● **Task description**: Convert every line of the listing below into a JSON list of strings, one string per line, leaving out any blank lines.

-- start of Information provided --

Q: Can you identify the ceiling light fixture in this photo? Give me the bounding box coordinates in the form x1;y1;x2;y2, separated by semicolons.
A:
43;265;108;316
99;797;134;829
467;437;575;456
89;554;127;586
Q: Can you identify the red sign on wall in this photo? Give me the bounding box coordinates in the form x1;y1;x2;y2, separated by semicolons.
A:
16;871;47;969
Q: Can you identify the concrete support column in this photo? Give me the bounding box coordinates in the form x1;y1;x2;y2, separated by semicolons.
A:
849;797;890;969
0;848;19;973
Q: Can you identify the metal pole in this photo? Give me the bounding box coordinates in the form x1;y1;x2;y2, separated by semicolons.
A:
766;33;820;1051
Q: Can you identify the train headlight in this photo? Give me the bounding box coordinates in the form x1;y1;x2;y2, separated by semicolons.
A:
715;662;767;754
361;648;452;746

-- end of Information provided --

● **Solution for this exercise**:
[
  "Q: Can you identify the ceiling light fixture in this photo? Give me the bounding box coordinates in the form x1;y1;x2;y2, separated by semicolons.",
  "A:",
  "43;265;108;316",
  "99;797;134;829",
  "467;437;575;456",
  "89;554;127;586",
  "Q: Can you identify the red sign on wall in this photo? Give me the bounding box coordinates in the form x1;y1;x2;y2, separated by semicolons.",
  "A:",
  "16;871;47;969",
  "Q: Can you identify the concrete support column in this photo? Give me the bounding box coordinates in the form x1;y1;x2;y2, separated by semicolons.",
  "A:",
  "849;797;890;969",
  "0;848;19;973",
  "Q: Can you identify the metal pole in this photo? Give me the bounding box coordinates in the form x1;y1;x2;y2, separated by semicolons.",
  "A:",
  "766;33;820;1051",
  "Q: Can you identify the train headlight in this photo? Give me the bounding box coordinates in the form x1;y1;x2;y2, separated by semicolons.",
  "A:",
  "715;662;767;754",
  "361;648;452;746"
]